── Exercise data ──

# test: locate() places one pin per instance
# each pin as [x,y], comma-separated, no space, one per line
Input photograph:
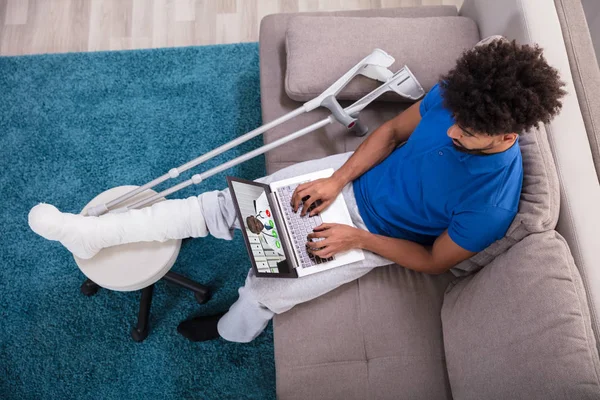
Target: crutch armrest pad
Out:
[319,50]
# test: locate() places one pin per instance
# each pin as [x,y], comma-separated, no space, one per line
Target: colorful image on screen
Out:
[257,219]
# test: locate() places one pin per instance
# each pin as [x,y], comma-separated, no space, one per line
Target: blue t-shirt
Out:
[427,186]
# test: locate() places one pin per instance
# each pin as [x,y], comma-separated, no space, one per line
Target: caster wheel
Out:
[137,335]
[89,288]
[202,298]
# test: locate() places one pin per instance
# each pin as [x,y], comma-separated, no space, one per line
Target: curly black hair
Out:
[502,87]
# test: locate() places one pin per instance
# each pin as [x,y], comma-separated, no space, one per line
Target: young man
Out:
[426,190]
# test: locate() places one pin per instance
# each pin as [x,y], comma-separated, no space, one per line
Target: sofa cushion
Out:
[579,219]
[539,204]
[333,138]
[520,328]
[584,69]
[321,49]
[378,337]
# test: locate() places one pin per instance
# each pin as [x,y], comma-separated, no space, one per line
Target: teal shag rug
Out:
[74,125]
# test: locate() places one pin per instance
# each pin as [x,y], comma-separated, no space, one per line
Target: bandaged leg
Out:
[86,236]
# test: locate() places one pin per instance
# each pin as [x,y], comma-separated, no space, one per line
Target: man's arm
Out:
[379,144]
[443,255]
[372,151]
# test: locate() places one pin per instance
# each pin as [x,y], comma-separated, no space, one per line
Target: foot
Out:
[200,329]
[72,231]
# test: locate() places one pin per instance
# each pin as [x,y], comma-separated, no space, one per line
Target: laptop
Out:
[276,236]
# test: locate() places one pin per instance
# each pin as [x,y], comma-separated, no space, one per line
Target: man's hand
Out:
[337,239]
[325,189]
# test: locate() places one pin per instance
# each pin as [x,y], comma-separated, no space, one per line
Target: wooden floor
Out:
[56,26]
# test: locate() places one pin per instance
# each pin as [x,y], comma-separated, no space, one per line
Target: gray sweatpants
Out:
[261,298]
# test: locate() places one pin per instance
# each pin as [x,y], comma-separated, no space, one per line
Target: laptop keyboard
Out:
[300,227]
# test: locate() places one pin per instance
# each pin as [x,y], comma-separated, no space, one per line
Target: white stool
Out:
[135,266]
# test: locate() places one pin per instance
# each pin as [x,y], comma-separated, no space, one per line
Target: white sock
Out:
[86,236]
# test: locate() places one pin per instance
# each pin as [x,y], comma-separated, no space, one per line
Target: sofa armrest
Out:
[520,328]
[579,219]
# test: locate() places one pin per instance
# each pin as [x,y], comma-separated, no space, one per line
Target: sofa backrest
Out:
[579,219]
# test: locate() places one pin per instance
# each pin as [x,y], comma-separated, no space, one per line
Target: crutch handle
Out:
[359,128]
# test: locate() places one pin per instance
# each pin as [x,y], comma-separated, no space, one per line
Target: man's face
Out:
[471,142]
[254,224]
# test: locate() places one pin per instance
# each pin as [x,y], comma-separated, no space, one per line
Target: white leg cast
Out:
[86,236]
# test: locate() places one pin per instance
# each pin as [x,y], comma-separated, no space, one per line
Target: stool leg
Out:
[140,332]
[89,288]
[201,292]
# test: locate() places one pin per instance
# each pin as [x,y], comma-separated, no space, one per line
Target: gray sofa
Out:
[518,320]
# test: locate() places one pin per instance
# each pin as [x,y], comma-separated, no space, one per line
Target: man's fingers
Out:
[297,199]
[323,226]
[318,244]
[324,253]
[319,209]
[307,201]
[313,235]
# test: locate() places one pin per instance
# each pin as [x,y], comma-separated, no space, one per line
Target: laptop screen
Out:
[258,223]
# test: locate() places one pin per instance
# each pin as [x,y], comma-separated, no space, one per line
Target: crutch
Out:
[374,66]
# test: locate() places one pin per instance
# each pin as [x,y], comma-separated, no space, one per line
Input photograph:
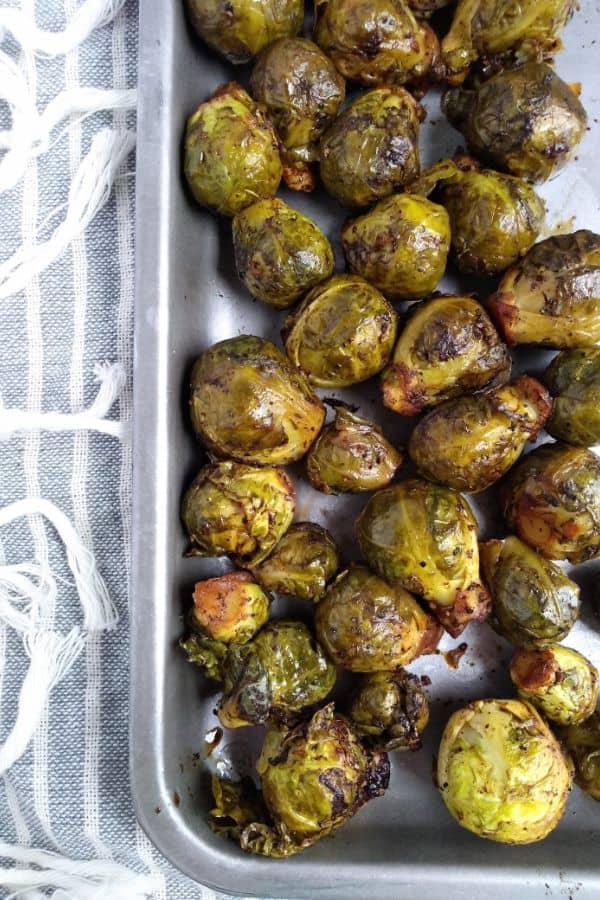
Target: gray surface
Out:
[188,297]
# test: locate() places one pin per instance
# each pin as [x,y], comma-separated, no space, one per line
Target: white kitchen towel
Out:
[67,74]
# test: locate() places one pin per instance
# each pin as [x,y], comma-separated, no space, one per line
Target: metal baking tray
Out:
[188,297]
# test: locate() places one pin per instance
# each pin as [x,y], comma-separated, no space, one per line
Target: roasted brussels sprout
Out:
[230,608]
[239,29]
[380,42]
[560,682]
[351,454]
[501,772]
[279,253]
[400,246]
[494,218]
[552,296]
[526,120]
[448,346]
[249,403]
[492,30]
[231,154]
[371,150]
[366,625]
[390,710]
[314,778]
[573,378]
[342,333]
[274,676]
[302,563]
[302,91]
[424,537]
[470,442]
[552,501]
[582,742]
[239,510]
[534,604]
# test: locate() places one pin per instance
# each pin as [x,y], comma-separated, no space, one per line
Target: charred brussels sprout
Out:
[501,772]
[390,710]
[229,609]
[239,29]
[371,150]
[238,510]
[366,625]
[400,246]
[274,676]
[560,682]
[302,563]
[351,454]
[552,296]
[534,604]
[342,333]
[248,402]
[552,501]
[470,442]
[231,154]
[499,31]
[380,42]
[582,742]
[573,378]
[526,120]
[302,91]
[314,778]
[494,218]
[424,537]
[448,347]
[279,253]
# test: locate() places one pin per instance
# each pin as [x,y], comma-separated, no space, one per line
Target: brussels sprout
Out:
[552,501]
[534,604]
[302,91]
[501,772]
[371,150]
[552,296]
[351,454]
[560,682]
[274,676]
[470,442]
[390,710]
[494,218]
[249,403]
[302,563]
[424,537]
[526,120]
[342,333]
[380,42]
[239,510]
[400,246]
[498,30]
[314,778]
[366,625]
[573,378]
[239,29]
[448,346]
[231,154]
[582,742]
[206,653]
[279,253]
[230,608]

───

Stated problem:
Every record must be copied exactly, with the pictures left out.

Exercise response:
# test: locate() places one pin per instance
# each pin as [x,y], comma-separated, no space, one per line
Input photograph:
Target: crutch armrest pad
Out:
[319,50]
# test: locate() places one pin per instance
# each pin as [x,y], comma-separated, no space, one per line
Target: colorful image on screen
Out:
[257,219]
# test: locate() places one pin per instance
# each pin as [x,y], comma-separated, no space, one per line
Target: blue t-shirt
Out:
[427,186]
# test: locate() places one pin per instance
# each pin as [x,y], comma-separated, no space, one per line
Target: caster wheel
Out:
[137,335]
[89,288]
[202,298]
# test: locate() places one pin per instance
# each pin as [x,y], comma-separated, no space, one per line
Target: curly black hair
Out:
[502,87]
# test: locate() places one pin per instance
# each pin as [x,y], comma-separated, no space, one per line
Target: young man
Out:
[426,190]
# test: locate() places one pin per instance
# each pin as [x,y], comma-separated, no space, one per line
Target: sofa cushion
Out:
[579,219]
[539,204]
[333,138]
[520,328]
[584,69]
[321,49]
[378,337]
# test: locate() places one pin per instance
# each pin as [x,y], comma-separated, no space, one per line
Target: teal shag rug
Out:
[74,125]
# test: locate() places one pin per instance
# each pin as [x,y], comma-separated, no space, one per line
Target: bandaged leg
Out:
[86,236]
# test: locate() places one pin per instance
# each pin as [x,y], comma-separated, no space, one per line
Target: man's arm
Out:
[379,144]
[443,255]
[372,151]
# test: locate() places one pin per instance
# each pin as [x,y], comma-separated, no space, one per line
Target: foot
Out:
[200,329]
[72,231]
# test: locate() places one pin per instance
# each pin as [x,y], comma-separated, no space, one per line
Target: laptop
Out:
[276,236]
# test: locate() places one pin per instance
# each pin as [x,y], comma-separated, no space, one per line
Target: man's hand
Out:
[337,239]
[325,189]
# test: locate() places one pin per instance
# each pin as [x,y], comma-separated, no space, one per line
Target: wooden floor
Out:
[56,26]
# test: locate() places one pin per instance
# each pin as [x,y], comma-separated, no space, one per line
Target: gray sweatpants
Out:
[261,298]
# test: locate() places one pin per instance
# each pin as [x,y], comma-separated, no space, one per line
Target: laptop keyboard
Out:
[300,227]
# test: locate() places one pin per instance
# each pin as [x,y], comma-separated, no space, one per line
Target: white stool
Out:
[135,266]
# test: locate() places one pin per instance
# each pin as [x,y], comma-separated, no space, one per line
Target: white sock
Out:
[86,236]
# test: locate() places one pin per instance
# each pin as [x,y], comma-separated, no space, one per line
Target: sofa armrest
Out:
[520,328]
[579,219]
# test: locate() places one pin per instance
# each pin as [x,y], comma-separated, no space, one per line
Target: sofa backrest
Out:
[579,219]
# test: locate() places one pin per instance
# each pin as [x,y], comma-separated, no space, one per line
Target: crutch handle
Out:
[359,128]
# test: locate() places one pin per instance
# each pin as [x,y], comma-separated, no space, one per line
Target: man's face
Out:
[471,142]
[254,224]
# test: locate() places one pin per instance
# each pin as [x,y], comma-separated, no space, one per line
Target: white leg cast
Out:
[86,236]
# test: locate() places one pin per instance
# each pin as [x,y], comma-separated, no space, one per line
Target: stool leg
Out:
[140,332]
[89,288]
[201,292]
# test: locate() places one pin per instance
# each pin as [x,y], comma-separated, no space, one per line
Target: gray sofa
Out:
[518,320]
# test: locate() places one pin per instance
# each pin as [x,y], comma-separated, no space, one per line
Target: man's fingers
Out:
[297,199]
[323,226]
[318,244]
[324,253]
[319,209]
[307,201]
[313,235]
# test: locate() places one pin per instance
# each pin as [x,y], comma-separated, no space, one per line
Target: laptop screen
Out:
[258,223]
# test: locate() places one pin per instance
# each pin as [x,y], comma-separated, no space, one per line
Target: crutch
Out:
[374,66]
# test: locate() places one pin per instance
# each pin as [x,y], comma-separated, no space, one per line
Input photograph:
Target: gray surface
Out:
[188,297]
# test: locate() places one pin per instance
# each pin as [x,y], comma-separated, no space, one per line
Target: white kitchen towel
Out:
[67,74]
# test: locate() places one pin per instance
# each pin as [x,y], comma-separated, no space, one per line
Target: metal baking tray
Out:
[188,297]
# test: locate() places one pin per instance
# each pin as [x,y], comma-separated, no space, one per line
Target: roasted brussels sprout
Out:
[230,608]
[239,29]
[380,42]
[560,682]
[351,454]
[501,772]
[279,253]
[400,246]
[494,218]
[552,296]
[526,120]
[448,346]
[249,403]
[492,30]
[231,154]
[371,150]
[366,625]
[390,710]
[314,778]
[573,378]
[342,333]
[274,676]
[302,563]
[302,91]
[424,537]
[470,442]
[552,501]
[582,742]
[239,510]
[534,604]
# test: locate() places one pin per instance
# each pin as [x,y], comma-separated, no space, one per line
Target: charred brussels sprout
Out:
[501,772]
[390,710]
[229,609]
[239,29]
[371,150]
[238,510]
[366,625]
[400,246]
[274,676]
[560,682]
[302,563]
[351,454]
[552,296]
[534,604]
[342,333]
[248,402]
[552,501]
[470,442]
[231,154]
[499,31]
[380,42]
[582,742]
[573,378]
[526,120]
[302,91]
[314,778]
[494,218]
[424,537]
[448,347]
[279,253]
# test: locate() places one pin per instance
# each pin as [x,y], comma-separated, no space, one per line
Target: brussels sprout
Out:
[552,501]
[534,604]
[302,91]
[501,772]
[371,150]
[552,296]
[351,454]
[560,682]
[274,676]
[470,442]
[390,710]
[494,218]
[249,403]
[302,563]
[424,537]
[526,120]
[342,333]
[380,42]
[239,510]
[400,246]
[498,30]
[314,778]
[366,625]
[573,378]
[239,29]
[448,346]
[231,154]
[582,742]
[206,653]
[279,253]
[230,608]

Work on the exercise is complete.